WHAT THIS TASK INVOLVES: Set down exactly the lines in the records below that run from the line with "Target: muddy bank" to the line with "clump of grass.", inclusive, and nothing more.

DATA RECORDS:
┌──

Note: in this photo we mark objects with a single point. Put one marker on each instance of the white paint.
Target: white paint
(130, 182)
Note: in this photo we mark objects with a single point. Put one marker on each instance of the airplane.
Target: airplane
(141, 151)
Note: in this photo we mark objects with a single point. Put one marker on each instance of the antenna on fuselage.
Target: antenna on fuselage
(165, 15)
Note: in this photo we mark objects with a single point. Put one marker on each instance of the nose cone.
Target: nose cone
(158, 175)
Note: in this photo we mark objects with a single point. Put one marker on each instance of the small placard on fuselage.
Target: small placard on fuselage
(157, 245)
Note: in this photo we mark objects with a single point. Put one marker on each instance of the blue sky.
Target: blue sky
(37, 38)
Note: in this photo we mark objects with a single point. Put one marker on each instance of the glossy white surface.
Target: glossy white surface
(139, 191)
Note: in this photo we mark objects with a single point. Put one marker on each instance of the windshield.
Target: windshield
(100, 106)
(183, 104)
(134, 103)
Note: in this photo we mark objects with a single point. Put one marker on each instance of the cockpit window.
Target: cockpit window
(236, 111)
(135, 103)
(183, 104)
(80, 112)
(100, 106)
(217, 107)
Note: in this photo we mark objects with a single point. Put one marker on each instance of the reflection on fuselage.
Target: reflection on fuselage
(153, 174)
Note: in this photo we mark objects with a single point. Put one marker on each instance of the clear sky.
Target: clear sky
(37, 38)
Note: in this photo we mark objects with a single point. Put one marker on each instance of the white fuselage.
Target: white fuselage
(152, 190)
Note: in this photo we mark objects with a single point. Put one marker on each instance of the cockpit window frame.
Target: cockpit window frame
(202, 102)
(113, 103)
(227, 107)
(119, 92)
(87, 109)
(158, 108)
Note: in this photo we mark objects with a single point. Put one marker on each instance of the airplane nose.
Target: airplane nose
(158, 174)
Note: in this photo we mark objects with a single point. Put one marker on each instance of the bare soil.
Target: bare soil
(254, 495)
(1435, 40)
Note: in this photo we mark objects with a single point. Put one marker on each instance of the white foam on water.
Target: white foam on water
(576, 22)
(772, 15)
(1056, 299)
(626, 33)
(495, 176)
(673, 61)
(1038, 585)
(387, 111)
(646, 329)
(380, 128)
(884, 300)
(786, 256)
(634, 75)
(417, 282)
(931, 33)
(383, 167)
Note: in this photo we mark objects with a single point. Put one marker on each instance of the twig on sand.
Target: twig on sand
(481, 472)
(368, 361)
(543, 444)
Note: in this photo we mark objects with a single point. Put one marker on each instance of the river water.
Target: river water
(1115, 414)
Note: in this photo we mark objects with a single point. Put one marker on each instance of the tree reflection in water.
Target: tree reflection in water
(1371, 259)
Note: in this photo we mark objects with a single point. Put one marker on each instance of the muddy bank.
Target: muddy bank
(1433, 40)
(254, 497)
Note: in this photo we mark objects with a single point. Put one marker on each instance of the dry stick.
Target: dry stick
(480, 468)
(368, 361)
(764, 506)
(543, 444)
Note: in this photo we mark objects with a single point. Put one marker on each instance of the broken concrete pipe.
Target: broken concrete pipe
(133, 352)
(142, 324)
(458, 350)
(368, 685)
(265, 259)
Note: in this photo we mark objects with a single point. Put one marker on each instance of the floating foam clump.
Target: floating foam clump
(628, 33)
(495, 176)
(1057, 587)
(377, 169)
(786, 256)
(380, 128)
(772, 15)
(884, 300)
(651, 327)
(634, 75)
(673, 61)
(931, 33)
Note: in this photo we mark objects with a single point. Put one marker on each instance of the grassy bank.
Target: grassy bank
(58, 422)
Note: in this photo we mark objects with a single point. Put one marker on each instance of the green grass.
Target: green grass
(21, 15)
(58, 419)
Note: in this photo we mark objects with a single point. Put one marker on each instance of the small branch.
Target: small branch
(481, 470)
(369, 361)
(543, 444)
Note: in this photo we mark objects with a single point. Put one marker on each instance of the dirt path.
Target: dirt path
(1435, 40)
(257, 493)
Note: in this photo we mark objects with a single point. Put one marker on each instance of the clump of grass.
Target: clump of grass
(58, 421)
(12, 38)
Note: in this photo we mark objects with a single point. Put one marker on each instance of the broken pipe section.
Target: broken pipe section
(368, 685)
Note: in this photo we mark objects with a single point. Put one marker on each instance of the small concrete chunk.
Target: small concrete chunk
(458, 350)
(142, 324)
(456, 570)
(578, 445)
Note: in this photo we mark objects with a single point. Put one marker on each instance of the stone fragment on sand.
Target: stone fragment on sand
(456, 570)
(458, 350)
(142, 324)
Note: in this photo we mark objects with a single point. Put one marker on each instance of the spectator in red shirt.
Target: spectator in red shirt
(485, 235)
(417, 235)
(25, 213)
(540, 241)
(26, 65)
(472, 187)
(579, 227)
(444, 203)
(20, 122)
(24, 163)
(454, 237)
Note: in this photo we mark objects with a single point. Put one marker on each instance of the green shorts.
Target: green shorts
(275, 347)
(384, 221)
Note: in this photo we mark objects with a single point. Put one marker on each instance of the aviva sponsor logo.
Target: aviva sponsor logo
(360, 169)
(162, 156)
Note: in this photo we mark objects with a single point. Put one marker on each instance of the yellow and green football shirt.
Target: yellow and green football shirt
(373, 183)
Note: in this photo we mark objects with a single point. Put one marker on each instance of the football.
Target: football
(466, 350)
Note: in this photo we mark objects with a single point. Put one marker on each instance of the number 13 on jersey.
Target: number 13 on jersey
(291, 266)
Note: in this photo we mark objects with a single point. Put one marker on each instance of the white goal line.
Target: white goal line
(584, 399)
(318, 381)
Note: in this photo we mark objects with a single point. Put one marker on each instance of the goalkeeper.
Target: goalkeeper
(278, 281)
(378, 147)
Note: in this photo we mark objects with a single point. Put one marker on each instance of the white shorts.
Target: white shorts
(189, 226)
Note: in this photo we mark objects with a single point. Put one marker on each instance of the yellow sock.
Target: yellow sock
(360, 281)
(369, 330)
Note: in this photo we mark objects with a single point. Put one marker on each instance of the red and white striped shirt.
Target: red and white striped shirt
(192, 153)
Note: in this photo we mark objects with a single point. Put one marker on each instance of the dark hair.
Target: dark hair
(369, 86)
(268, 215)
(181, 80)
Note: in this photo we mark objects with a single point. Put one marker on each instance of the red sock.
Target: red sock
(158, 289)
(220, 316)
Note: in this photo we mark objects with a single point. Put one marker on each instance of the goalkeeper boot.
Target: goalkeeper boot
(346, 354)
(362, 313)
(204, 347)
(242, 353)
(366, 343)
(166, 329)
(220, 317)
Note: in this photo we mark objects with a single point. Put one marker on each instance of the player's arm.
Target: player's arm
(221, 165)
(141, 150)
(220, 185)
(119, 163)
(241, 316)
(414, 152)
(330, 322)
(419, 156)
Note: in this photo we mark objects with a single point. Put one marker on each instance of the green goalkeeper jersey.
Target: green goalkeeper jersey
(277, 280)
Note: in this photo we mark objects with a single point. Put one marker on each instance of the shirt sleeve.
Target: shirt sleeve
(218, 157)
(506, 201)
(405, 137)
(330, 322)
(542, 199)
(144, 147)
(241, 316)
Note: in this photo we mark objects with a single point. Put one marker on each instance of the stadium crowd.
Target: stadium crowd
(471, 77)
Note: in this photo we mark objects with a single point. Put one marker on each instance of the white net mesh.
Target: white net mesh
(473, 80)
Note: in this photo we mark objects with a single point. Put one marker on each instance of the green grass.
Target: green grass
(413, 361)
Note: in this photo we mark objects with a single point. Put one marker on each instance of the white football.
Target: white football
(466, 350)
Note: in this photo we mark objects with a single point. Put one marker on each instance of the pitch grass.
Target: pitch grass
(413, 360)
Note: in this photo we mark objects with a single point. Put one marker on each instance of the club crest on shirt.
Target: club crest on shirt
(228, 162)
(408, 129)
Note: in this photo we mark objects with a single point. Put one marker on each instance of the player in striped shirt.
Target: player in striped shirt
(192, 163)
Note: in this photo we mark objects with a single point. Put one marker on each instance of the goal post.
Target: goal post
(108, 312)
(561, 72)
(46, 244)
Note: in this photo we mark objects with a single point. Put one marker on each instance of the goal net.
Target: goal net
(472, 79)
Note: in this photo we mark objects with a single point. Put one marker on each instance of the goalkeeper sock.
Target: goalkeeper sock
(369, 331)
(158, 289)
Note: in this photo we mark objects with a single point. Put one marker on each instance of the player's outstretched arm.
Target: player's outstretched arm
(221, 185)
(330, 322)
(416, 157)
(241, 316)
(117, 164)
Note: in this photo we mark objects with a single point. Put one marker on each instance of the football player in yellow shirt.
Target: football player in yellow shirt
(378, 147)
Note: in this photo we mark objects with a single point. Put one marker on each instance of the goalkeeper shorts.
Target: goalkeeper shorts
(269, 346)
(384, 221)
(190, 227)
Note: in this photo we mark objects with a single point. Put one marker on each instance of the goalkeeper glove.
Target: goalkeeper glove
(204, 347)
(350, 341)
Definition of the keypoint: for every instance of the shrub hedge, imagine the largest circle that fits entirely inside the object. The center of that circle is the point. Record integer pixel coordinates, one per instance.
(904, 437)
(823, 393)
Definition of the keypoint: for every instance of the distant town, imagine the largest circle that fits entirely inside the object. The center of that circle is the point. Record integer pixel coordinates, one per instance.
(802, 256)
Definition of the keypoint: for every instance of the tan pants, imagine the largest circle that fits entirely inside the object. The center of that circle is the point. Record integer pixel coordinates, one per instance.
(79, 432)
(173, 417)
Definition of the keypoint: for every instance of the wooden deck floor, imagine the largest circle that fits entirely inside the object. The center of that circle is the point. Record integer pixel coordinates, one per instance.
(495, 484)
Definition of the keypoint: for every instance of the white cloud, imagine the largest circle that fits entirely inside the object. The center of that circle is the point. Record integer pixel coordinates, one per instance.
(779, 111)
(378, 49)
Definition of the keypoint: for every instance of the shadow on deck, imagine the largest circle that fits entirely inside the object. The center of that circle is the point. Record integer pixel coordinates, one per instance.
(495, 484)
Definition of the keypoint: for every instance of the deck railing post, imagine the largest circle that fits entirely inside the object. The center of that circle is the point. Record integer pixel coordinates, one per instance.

└──

OUTPUT OF THE EXERCISE:
Target: muddy bank
(1433, 40)
(254, 497)
Note: in this photo we mark objects with a single point. Put one marker on each instance of the dry stick.
Target: dry stick
(480, 468)
(368, 361)
(764, 506)
(543, 444)
Note: in this photo we mark objects with a single point. Put one marker on each instance of the broken concrete pipe.
Target: broken concrete pipe
(133, 352)
(142, 324)
(458, 350)
(368, 685)
(265, 259)
Note: in this photo we mark objects with a single point. Put one marker on each instance of the floating foam clump.
Target: floating foam clump
(628, 33)
(495, 176)
(1057, 587)
(377, 169)
(786, 256)
(380, 128)
(772, 15)
(884, 300)
(651, 327)
(634, 75)
(673, 61)
(931, 33)
Note: in this photo we mark objects with a single point. Put one marker on each instance of the grassy bank.
Target: grassy bank
(58, 422)
Note: in this photo we mark objects with a single point. Put one marker on each instance of the green grass.
Target: green grass
(21, 15)
(58, 419)
Note: in this photo we mark objects with a single point. Put one marker on each instance of the small branch.
Target: small branch
(481, 470)
(369, 361)
(543, 444)
Note: in this photo we mark objects with a single point. Put one marker on each instance of the dirt path.
Target: dirt path
(1435, 40)
(257, 493)
Note: in this photo we mark objects with a single point. Put one marker on each instance of the clump of grass.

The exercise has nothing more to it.